Referring expression data:
= Beginning of Section =
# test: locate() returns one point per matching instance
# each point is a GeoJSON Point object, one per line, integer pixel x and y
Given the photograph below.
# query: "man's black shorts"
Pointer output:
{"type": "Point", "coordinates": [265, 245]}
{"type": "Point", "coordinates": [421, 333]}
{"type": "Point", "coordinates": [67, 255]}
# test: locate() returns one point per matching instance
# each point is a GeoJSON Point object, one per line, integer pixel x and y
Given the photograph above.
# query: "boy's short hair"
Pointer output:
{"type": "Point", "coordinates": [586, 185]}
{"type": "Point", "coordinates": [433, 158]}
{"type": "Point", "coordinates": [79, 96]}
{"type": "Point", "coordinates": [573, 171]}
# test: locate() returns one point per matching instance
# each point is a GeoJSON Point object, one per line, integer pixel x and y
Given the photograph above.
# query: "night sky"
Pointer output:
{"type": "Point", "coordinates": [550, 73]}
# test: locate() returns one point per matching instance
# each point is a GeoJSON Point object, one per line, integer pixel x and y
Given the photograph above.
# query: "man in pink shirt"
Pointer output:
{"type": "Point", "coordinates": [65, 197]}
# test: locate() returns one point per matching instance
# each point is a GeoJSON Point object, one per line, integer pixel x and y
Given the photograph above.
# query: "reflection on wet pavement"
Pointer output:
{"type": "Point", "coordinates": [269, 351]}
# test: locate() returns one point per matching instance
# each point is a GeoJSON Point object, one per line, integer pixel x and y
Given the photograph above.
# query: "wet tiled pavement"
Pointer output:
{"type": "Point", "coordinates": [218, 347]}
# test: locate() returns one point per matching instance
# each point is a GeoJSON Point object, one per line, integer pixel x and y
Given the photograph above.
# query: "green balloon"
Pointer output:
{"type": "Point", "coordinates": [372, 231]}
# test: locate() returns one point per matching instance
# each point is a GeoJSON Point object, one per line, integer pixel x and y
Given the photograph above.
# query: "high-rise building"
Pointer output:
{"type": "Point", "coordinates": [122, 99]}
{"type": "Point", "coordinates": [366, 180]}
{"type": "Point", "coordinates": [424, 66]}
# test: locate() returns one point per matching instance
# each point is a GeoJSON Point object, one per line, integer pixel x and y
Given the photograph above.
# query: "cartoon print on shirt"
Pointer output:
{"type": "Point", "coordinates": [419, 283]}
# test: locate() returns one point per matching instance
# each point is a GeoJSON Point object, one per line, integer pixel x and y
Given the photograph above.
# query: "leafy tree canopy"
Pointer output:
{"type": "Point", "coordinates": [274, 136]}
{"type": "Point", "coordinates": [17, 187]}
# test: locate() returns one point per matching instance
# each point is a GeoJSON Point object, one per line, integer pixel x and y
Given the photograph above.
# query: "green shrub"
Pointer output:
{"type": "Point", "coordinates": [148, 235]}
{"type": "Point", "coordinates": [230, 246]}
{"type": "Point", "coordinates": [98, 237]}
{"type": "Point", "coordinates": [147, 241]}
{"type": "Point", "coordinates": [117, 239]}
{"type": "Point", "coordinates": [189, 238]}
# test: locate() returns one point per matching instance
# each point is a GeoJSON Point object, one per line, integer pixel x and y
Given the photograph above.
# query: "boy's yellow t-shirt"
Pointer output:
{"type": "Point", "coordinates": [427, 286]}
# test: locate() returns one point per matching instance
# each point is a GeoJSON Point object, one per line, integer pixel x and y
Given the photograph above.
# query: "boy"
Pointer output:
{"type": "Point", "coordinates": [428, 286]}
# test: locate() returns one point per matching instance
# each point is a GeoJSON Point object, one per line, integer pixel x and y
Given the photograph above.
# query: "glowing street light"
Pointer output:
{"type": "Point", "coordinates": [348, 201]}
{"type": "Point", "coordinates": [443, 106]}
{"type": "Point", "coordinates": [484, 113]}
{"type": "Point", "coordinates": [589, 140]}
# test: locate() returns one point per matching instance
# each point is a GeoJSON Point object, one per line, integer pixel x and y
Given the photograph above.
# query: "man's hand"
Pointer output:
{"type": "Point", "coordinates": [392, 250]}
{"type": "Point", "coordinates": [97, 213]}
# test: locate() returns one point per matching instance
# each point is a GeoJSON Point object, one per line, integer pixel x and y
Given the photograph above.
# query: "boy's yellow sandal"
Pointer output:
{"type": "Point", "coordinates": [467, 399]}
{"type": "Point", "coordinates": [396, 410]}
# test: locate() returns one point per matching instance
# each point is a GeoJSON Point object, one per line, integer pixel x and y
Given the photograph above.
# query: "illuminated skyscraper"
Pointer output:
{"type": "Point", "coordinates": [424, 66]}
= End of Section =
* Work task
Your answer must be every record above, repeated exactly.

* Written answer
# test: locate() returns one point per matching instance
# each point is a GeoJSON Point object, one per line, integer pixel x and y
Given the photograph below.
# query: "man's black shorts"
Pointer output:
{"type": "Point", "coordinates": [265, 245]}
{"type": "Point", "coordinates": [421, 333]}
{"type": "Point", "coordinates": [67, 255]}
# test: locate() returns one point per matching instance
# each point is a GeoJSON Point object, one per line, integer pixel x and y
Given the photograph above.
# query: "boy's short hair"
Pointer output:
{"type": "Point", "coordinates": [586, 185]}
{"type": "Point", "coordinates": [433, 158]}
{"type": "Point", "coordinates": [79, 96]}
{"type": "Point", "coordinates": [573, 171]}
# test: locate() returns one point per matching instance
# each point is a GeoJSON Point object, one per line, integer pixel x and y
Given the photograph above.
# query: "night sky"
Pointer output:
{"type": "Point", "coordinates": [550, 73]}
# test: locate() returns one point per matching instance
# each point is a GeoJSON Point object, one per line, integer pixel x and y
Given the photograph above.
# query: "man in pink shirt"
Pointer output:
{"type": "Point", "coordinates": [65, 197]}
# test: locate() returns one point per matching instance
# each point is a GeoJSON Point object, one per line, integer pixel x and y
Given the photograph above.
# query: "reflection on wet pavement"
Pointer output:
{"type": "Point", "coordinates": [269, 351]}
# test: locate() returns one point per matching instance
# each point is a GeoJSON Point object, one per line, integer pixel x and y
Given the photograph above.
# query: "wet tiled pavement"
Pointer output:
{"type": "Point", "coordinates": [218, 347]}
# test: locate() returns one point per matching instance
# each point is a GeoJSON Point object, one per line, integer pixel x and y
Given the photograph above.
# query: "green balloon"
Pointer output:
{"type": "Point", "coordinates": [372, 231]}
# test: locate() returns one point per matching instance
# each point is a GeoJSON Point object, one per line, integer pixel x and y
Given the photograph above.
# query: "high-rise building"
Pointer output:
{"type": "Point", "coordinates": [122, 99]}
{"type": "Point", "coordinates": [366, 180]}
{"type": "Point", "coordinates": [424, 66]}
# test: locate() returns one point per matching instance
# each point is a GeoJSON Point object, one per line, integer pixel x and y
Given the photograph above.
# query: "cartoon print on shirt"
Pointer output:
{"type": "Point", "coordinates": [419, 283]}
# test: locate() returns one point per matching instance
# each point is a GeoJSON Point object, one per line, integer pixel x and y
Given the photograph above.
# query: "leafy tree canopy"
Pointer output:
{"type": "Point", "coordinates": [274, 136]}
{"type": "Point", "coordinates": [17, 187]}
# test: locate() returns one point per matching instance
# each point is a GeoJSON Point object, one per line, integer pixel x and y
Given the photograph above.
# query: "green shrub"
Pointer output:
{"type": "Point", "coordinates": [148, 235]}
{"type": "Point", "coordinates": [230, 246]}
{"type": "Point", "coordinates": [98, 237]}
{"type": "Point", "coordinates": [147, 241]}
{"type": "Point", "coordinates": [117, 239]}
{"type": "Point", "coordinates": [189, 238]}
# test: locate() returns one point per matching instance
# each point is a GeoJSON Point object, one per line, integer pixel x and y
Given the photograph above.
# query: "boy's yellow t-shirt"
Pointer output:
{"type": "Point", "coordinates": [427, 286]}
# test: locate() returns one point per matching instance
# each point is a GeoJSON Point object, one per line, integer pixel x and y
Given the photograph above.
# query: "boy"
Pointer output:
{"type": "Point", "coordinates": [428, 286]}
# test: locate() returns one point per matching instance
# each point is a GeoJSON Point object, one per line, integer pixel x and y
Given the photograph above.
# query: "glowing street light"
Pointer output:
{"type": "Point", "coordinates": [348, 201]}
{"type": "Point", "coordinates": [443, 106]}
{"type": "Point", "coordinates": [484, 113]}
{"type": "Point", "coordinates": [589, 140]}
# test: locate() returns one point per matching instance
# each point is a GeoJSON Point object, one per line, integer pixel x and y
Given the photograph above.
# query: "man's hand"
Pointer output:
{"type": "Point", "coordinates": [392, 250]}
{"type": "Point", "coordinates": [97, 213]}
# test: locate() returns one point per matching instance
# each point is a GeoJSON Point object, one per line, integer pixel x and y
Given the photograph above.
# query: "boy's yellow sandal"
Pointer output:
{"type": "Point", "coordinates": [467, 399]}
{"type": "Point", "coordinates": [396, 410]}
# test: locate() returns one point per matching instance
# each point is a GeoJSON Point object, one per line, integer pixel x and y
Given the photograph above.
# query: "illuminated skyscraper"
Pointer output:
{"type": "Point", "coordinates": [424, 66]}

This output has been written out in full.